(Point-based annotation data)
════════════════════

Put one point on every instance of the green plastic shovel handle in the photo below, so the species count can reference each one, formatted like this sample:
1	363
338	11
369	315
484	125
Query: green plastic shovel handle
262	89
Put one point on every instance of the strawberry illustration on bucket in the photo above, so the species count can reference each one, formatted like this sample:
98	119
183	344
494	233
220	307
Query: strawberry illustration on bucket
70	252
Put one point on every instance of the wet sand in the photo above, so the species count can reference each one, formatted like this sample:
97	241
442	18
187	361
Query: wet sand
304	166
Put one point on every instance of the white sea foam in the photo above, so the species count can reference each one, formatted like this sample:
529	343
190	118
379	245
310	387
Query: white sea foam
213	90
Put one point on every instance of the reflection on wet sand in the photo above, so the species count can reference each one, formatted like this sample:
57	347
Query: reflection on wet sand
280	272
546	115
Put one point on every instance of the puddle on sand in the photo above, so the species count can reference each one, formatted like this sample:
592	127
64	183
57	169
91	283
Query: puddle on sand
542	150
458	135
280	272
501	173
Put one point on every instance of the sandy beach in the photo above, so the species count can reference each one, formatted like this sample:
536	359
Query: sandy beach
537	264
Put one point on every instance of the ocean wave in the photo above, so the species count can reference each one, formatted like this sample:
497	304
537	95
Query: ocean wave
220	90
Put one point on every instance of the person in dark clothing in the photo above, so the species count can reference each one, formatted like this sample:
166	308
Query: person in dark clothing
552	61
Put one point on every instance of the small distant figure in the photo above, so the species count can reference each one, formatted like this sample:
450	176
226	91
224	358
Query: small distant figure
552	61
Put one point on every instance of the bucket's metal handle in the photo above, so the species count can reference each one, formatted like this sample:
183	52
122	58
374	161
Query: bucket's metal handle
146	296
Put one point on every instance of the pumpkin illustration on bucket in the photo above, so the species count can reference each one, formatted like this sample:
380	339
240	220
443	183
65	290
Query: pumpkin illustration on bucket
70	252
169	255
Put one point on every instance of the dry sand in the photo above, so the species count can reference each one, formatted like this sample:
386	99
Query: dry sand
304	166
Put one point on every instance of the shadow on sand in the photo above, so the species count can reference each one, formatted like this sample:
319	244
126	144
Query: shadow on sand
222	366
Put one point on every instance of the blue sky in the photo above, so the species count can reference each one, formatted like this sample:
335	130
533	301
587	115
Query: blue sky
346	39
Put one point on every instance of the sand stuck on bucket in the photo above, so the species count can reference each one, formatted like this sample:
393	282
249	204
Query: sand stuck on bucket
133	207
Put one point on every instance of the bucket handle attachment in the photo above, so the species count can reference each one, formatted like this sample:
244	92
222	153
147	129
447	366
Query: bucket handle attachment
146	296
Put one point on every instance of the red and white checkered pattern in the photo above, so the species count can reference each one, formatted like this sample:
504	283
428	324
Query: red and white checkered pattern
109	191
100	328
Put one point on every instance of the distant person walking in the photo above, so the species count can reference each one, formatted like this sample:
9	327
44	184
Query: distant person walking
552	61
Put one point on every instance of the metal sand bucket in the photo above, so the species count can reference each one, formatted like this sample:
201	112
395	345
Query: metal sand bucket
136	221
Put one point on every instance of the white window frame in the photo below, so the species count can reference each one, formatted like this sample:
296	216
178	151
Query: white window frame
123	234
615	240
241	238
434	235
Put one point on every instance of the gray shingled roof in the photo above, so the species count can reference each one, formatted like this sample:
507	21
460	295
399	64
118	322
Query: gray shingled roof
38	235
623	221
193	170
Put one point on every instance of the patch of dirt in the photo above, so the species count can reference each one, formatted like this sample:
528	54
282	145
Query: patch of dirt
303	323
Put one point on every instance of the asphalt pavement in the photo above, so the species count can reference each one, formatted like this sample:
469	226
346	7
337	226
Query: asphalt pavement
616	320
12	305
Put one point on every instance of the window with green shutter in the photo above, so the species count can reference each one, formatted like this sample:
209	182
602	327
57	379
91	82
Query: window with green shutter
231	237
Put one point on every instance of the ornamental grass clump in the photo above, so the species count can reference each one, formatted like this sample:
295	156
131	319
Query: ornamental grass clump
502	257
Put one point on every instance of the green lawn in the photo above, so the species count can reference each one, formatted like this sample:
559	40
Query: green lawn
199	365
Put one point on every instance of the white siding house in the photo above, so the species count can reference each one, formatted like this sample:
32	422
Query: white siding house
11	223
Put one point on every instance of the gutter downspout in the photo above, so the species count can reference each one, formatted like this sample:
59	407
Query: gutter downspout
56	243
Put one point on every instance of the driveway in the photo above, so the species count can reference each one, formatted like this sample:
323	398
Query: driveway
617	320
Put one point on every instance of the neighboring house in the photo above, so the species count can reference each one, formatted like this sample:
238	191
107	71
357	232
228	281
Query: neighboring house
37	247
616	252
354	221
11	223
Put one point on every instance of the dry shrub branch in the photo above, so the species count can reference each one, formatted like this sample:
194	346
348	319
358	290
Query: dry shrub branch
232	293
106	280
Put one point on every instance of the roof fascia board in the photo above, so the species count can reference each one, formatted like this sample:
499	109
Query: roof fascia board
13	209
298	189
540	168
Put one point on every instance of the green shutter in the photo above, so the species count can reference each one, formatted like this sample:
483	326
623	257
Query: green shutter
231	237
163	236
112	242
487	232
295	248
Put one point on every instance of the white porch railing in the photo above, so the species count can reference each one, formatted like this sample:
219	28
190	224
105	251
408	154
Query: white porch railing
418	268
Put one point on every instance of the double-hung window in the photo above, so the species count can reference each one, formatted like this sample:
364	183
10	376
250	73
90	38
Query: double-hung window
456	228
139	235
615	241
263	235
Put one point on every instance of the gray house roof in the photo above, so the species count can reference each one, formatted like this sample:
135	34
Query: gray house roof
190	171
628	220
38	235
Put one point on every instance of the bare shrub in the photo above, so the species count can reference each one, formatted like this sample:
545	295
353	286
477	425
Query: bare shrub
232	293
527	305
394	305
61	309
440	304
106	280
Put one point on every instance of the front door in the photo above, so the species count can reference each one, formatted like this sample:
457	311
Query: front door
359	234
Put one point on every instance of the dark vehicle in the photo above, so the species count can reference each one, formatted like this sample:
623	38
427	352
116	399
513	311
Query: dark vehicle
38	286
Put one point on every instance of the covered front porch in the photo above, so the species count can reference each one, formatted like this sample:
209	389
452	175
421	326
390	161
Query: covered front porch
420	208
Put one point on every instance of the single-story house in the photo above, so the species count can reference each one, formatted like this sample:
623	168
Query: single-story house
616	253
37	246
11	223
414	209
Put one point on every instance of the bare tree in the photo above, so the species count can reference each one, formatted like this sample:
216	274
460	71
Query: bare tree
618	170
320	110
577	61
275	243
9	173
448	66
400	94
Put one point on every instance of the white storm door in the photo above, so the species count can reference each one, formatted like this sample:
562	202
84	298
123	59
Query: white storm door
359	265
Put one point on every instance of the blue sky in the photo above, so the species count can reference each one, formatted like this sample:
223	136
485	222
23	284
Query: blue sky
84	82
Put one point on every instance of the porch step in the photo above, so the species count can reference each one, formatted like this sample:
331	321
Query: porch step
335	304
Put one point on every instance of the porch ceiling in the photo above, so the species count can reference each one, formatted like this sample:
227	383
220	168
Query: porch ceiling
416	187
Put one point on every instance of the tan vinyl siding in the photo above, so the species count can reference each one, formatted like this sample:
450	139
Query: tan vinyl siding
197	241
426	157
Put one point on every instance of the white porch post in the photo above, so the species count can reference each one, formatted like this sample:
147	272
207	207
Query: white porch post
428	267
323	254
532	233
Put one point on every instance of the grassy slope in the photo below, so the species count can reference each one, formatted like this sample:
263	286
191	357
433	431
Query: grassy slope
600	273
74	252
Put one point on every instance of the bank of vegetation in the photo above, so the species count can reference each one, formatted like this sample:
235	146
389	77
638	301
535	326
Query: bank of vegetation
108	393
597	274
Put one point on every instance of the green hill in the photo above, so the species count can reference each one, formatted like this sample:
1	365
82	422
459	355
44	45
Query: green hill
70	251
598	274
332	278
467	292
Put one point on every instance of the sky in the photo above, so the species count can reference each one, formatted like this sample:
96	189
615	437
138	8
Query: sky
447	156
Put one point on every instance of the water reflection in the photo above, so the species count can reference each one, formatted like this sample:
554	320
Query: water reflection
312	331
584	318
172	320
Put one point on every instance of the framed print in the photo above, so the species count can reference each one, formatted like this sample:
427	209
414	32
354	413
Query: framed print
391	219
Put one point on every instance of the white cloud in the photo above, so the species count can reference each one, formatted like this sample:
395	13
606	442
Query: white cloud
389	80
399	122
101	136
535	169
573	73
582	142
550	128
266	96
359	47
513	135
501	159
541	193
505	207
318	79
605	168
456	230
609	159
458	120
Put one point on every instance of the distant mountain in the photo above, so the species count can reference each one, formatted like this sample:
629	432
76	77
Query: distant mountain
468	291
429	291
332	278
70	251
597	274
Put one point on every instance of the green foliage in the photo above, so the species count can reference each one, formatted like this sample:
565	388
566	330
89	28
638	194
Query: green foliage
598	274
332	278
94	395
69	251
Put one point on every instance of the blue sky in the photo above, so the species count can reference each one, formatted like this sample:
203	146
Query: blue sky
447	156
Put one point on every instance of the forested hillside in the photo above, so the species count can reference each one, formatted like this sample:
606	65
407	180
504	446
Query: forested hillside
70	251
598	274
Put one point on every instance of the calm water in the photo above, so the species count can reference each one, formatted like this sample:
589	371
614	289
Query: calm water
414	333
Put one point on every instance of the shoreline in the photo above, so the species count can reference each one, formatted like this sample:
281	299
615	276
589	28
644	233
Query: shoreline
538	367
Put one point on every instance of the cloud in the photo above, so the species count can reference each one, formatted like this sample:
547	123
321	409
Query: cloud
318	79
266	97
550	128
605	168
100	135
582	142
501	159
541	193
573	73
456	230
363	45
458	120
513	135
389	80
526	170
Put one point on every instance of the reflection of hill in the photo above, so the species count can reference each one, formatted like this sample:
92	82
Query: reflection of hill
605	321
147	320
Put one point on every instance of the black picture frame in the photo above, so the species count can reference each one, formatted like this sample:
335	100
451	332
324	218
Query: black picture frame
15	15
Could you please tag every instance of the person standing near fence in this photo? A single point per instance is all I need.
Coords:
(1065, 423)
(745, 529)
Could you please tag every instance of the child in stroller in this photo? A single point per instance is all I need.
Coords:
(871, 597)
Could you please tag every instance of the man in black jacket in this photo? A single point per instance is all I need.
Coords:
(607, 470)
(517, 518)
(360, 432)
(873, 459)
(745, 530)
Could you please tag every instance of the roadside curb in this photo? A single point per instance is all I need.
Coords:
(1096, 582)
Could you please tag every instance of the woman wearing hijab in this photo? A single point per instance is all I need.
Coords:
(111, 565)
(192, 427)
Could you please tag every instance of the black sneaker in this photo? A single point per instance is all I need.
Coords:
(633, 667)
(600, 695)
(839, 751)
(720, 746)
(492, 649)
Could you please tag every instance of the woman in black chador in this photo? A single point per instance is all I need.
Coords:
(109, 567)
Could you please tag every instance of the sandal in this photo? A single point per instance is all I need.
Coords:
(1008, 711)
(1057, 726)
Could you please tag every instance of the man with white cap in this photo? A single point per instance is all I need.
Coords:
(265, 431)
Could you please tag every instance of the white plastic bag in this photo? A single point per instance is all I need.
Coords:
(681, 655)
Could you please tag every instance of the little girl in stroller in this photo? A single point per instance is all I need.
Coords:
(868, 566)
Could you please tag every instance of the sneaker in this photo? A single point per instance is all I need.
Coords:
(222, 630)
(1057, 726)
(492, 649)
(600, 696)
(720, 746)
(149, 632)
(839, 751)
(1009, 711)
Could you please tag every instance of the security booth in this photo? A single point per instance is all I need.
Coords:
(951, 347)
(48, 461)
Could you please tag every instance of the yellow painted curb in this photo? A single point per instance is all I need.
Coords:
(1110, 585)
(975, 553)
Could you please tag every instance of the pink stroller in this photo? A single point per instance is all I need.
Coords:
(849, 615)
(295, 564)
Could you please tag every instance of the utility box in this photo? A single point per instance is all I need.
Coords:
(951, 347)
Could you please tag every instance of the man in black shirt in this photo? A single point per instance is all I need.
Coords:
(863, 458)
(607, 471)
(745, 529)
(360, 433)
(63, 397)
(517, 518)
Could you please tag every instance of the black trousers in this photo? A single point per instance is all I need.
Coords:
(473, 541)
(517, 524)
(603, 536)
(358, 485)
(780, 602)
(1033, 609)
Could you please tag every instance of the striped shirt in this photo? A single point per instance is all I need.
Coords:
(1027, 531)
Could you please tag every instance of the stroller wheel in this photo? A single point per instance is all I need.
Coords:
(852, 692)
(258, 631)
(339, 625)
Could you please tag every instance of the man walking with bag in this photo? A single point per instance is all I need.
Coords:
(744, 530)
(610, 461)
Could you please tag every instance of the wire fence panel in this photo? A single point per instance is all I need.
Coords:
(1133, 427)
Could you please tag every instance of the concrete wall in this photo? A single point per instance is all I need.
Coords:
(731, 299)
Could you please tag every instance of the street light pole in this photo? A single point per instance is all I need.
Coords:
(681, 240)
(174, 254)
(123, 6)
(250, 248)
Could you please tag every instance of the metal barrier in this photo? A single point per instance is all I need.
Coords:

════════════════════

• Challenge:
Reproduce word for word the entries from the line containing "Could you please tag every instance of the man walking" through the end of the entries.

• Solution to the problem:
Could you please tag every instance of the man walking with bag in this photo? A single point per instance is all I need.
Coords:
(744, 530)
(610, 461)
Could you please tag every instance of the wire fence panel in this photo? A single point per instance is all I need.
Coords:
(1133, 427)
Could you please tag every instance of the concrete wall in this photo? A single point per instance is all I need.
Coords:
(731, 299)
Could you please tag every instance of the street light pole in this photo? A single point per instance is all I need.
Coords:
(681, 240)
(174, 254)
(123, 6)
(250, 248)
Could you please tag every instance of the metal barrier in this photo? A single point per instance is all I need.
Coords:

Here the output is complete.